* _Selected text_
________________________________________

Thursday, 31 January 2013

Are we too indulgent with our children today?

       “You can do exactly as you want, as long as you do it with a smile.” So says Mr Smyle, the billionaire philanthropist who, in the second volume of The Runaway Children trilogy, takes the children under his wing. But will having it all bring happiness? Will material riches make the children forget what really matters? Can they morph into A list celebs and still be nice people? The Runaway Children are purely fictitious of course, as is the over-indulgent Mr Smyle. But such questions are well worth considering for real life families too... 
       When, during a recent survey, a group of young adults were asked their foremost goals in life, 81 percent put ‘getting rich’ top of the list, rating this more highly than helping others. This view seems to be reflected throughout the younger generation, especially in the developed world where materialism continues to increase despite economic pressures.
       At the same time, fewer school leavers seem content to find regular 9-5 jobs, preferring to set off on a glamorous career path in the belief that they deserve to ‘live the dream’ as portrayed so enviably by film stars, pop idols and assorted celebrities. You only have to watch the thousands of ambitious youngsters queuing to audition for talent shows such as X Factor. Even people with little or no talent are utterly convinced they have a right to be icons. 
       How did this attitude come about? Are children born this way? Well, most babies do enjoy the centre of attention, as is only natural and completely necessary; but there comes a point for every child when he or she needs to realise they’re not the Managing Director of the universe. It’s at this critical phase when parents need to appreciate that too!
       And this is the problem. Starting with the post-war Baby Boomers of the 1950s, followed by the self-regarding ‘free love, anything goes’ permissiveness of the 60s and 70s, and the ‘Must Have, Me Generation of the 90s’, then  capped by the current ‘you’re so worth it’ zeitgeist of the western world, children have been ever more indulged - prima donnas before they even hit Kindergarten. And from then on, it’s all downhill.
       They did not roll down it on their own. A toddler who gets that toy or sweet whenever they scream for it will continue to get that new iPhone, designer label, spray tan, car when they reach their teens. No, it is the parent who scurries off at a second’s notice to procure these treats for their difficult-to-please precious ones who are sowing the seeds of discontent along with a ruinous sense of entitlement.
       The fact is, according to the The Narcissism Epidemic, “Parents want to make their children happy, and children want stuff. Thus parents buy them stuff. And children are happy but only for a short period of time. Then they want even more stuff.” When ‘stuff’ can be acquired so easily, children fail to learn one of life’s most sobering lessons: Things cost. Teaching them the value of money, how to save for the things they want and how to budget for necessities is the kindest way to raise a child, equipping them for a debt-free future.
        Another problem identified by the book Generation Me is giving a child too much praise. Of course, self-esteem is important, but to laud a child’s every modest achievement as a work of genius and giving them the impression they’re better than anyone else is cruel, unnecessary and unlikely to win them friends at school or college. Just coming back to the X-Factor/Pop Idol shows again – how many talentless youngsters audition, convinced they deserve to become superstars? Tell someone they’re brilliant and they’ll believe it, leaving them wide open to ridicule later in life. The kinder, more balanced course is to commend children for genuine accomplishments, and, instead of overlooking poor behaviour or performance, help them see where they can improve. Says Generation Me, “True self-confidence comes from honing your talents and learning things, not from being told you’re great just because you exist.”

________________________________________

Location identification listing:
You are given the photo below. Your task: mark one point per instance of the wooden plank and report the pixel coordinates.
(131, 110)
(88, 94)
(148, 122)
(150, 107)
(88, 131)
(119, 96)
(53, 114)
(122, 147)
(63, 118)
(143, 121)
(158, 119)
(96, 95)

________________________________________

* _Prompt_
Please copy the passage from the piece on over-indulged children word for word, starting at "When, during a" and ending after "to be icons.".

* _Solution to the problem_
When, during a recent survey, a group of young adults were asked their foremost goals in life, 81 percent put ‘getting rich’ top of the list, rating this more highly than helping others. This view seems to be reflected throughout the younger generation, especially in the developed world where materialism continues to increase despite economic pressures.
       At the same time, fewer school leavers seem content to find regular 9-5 jobs, preferring to set off on a glamorous career path in the belief that they deserve to ‘live the dream’ as portrayed so enviably by film stars, pop idols and assorted celebrities. You only have to watch the thousands of ambitious youngsters queuing to audition for talent shows such as X Factor. Even people with little or no talent are utterly convinced they have a right to be icons.